ISTRUZIONI DEL COMPITO: Indica quante righe dei record contengono la stringa "plaid", rispettando maiuscole e minuscole. Rispondi soltanto con il numero.

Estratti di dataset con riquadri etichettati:
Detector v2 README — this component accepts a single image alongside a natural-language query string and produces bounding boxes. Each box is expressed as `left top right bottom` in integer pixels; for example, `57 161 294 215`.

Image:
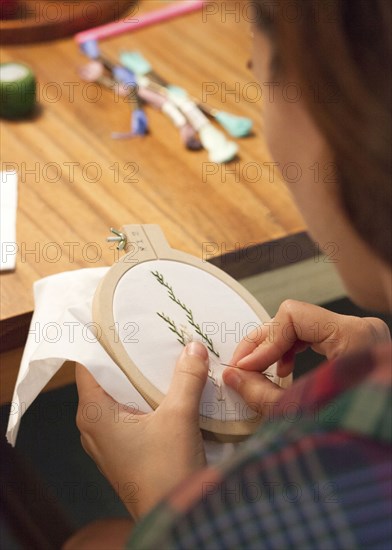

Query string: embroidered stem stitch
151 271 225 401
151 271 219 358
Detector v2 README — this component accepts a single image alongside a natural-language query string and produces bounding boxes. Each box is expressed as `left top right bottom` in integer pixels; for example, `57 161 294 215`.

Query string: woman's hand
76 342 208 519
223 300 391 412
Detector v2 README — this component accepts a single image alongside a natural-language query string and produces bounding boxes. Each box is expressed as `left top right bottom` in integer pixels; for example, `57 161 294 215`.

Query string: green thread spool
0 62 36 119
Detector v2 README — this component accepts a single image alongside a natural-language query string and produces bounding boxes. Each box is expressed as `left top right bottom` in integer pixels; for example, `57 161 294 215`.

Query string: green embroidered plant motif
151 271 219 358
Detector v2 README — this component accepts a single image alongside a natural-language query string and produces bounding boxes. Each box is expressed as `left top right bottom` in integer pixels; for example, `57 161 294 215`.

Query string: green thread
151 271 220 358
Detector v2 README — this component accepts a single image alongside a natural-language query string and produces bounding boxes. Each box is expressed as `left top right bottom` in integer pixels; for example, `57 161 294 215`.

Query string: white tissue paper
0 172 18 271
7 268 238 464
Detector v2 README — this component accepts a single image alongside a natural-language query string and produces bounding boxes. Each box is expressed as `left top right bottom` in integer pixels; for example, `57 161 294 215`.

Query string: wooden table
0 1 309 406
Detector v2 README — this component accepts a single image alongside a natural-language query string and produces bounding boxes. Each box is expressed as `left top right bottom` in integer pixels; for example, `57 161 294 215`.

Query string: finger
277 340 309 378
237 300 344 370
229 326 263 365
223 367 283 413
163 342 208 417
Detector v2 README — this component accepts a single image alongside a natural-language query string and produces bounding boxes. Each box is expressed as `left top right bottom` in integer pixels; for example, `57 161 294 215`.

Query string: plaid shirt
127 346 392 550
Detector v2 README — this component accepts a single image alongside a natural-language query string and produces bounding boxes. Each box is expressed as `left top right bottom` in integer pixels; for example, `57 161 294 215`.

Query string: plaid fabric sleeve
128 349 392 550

RISULTATO: 2